• Task directions
Reproduce all of the data below verbatim, line for line, with nothing changed.

• Given data
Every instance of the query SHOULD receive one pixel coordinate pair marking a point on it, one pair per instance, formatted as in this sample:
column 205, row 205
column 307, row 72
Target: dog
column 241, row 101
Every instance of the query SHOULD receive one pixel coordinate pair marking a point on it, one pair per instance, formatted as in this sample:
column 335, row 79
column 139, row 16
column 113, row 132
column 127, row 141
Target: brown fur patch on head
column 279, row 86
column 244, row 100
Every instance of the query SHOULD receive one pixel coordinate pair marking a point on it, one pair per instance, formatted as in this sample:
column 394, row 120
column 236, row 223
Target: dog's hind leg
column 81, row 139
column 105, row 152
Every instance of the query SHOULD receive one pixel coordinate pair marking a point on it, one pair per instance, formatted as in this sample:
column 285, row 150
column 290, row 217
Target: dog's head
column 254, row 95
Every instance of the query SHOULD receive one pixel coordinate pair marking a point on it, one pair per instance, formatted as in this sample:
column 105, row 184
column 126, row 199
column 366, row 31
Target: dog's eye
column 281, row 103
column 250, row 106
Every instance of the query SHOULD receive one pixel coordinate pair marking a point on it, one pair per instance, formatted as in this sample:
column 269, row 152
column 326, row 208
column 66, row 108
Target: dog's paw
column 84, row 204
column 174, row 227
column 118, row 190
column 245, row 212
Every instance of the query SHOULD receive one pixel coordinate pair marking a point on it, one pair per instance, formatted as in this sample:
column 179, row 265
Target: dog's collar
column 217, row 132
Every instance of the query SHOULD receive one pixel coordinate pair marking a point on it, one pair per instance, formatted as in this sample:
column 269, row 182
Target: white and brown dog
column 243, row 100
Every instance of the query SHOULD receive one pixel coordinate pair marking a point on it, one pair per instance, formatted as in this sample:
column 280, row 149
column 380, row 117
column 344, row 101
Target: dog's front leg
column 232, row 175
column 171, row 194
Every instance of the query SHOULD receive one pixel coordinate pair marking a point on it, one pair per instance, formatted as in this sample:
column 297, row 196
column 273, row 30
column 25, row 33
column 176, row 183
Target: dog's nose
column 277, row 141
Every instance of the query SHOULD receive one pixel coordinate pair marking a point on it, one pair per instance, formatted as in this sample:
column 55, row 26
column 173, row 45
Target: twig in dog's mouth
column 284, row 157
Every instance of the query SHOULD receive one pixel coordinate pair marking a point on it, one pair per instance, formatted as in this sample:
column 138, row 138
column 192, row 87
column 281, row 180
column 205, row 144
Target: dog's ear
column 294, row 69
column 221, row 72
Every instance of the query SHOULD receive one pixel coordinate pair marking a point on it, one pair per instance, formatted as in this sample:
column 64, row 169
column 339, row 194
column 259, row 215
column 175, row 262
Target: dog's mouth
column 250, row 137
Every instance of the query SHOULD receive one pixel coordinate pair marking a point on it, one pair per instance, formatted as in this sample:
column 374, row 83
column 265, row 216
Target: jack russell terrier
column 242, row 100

• Expected answer
Every instance of the query SHOULD receive one pixel coordinate pair marking a point on it, one pair per instance, formatted as in this sample:
column 205, row 205
column 307, row 72
Target: dog
column 241, row 101
Every instance of the query SHOULD receive one pixel coordinate pair marking a point on it, one pair per instance, formatted as in this sample:
column 335, row 79
column 139, row 16
column 113, row 132
column 127, row 141
Target: brown fur patch on head
column 279, row 86
column 244, row 100
Every instance of the query SHOULD receive one pixel coordinate pair marking a point on it, one pair per instance, formatted as in this sample:
column 394, row 120
column 236, row 223
Target: dog's hind leg
column 81, row 139
column 105, row 152
Every instance of the query SHOULD receive one pixel coordinate pair marking a point on it, one pair per instance, formatted as in this sample:
column 285, row 150
column 290, row 217
Target: dog's head
column 254, row 95
Every instance of the query SHOULD receive one pixel coordinate pair marking a point on it, one pair per instance, formatted as in this sample:
column 105, row 184
column 126, row 199
column 366, row 31
Target: dog's eye
column 281, row 103
column 250, row 106
Every instance of the query SHOULD receive one pixel coordinate pair marking a point on it, one pair per instance, formatted as in this sample:
column 269, row 152
column 326, row 208
column 66, row 108
Target: dog's paw
column 84, row 204
column 174, row 227
column 118, row 190
column 245, row 212
Every instance of the query SHOULD receive one pixel coordinate pair marking a point on it, one pair per instance, formatted as in this sample:
column 179, row 265
Target: dog's collar
column 217, row 132
Every instance of the query SHOULD receive one pixel coordinate pair marking a point on it, one pair per instance, formatted as in this sample:
column 269, row 182
Target: white and brown dog
column 243, row 100
Every instance of the query SHOULD receive one pixel coordinate pair marking a point on it, one pair per instance, formatted as in this sample:
column 280, row 149
column 380, row 117
column 344, row 101
Target: dog's front leg
column 232, row 175
column 171, row 194
Every instance of the query SHOULD receive one pixel coordinate pair marking a point on it, one pair per instance, formatted as in this sample:
column 297, row 196
column 273, row 30
column 25, row 33
column 176, row 183
Target: dog's nose
column 277, row 141
Every instance of the query SHOULD receive one pixel coordinate pair marking a point on it, one pair per instance, formatted as in this sample:
column 55, row 26
column 173, row 45
Target: twig in dog's mouth
column 284, row 157
Every instance of the query SHOULD receive one pixel coordinate pair marking a point on it, one pair per instance, formatted as in this sample:
column 138, row 138
column 192, row 87
column 281, row 180
column 205, row 144
Target: dog's ear
column 294, row 69
column 221, row 72
Every instance of the query SHOULD receive one pixel coordinate pair marking a point on it, one pair per instance, formatted as in this sample:
column 64, row 169
column 339, row 194
column 259, row 215
column 175, row 262
Target: dog's mouth
column 250, row 137
Every instance of the query SHOULD receive one pixel coordinate pair marking a point on it, one pair per instance, formatted as in this sample:
column 374, row 83
column 265, row 216
Target: jack russell terrier
column 242, row 100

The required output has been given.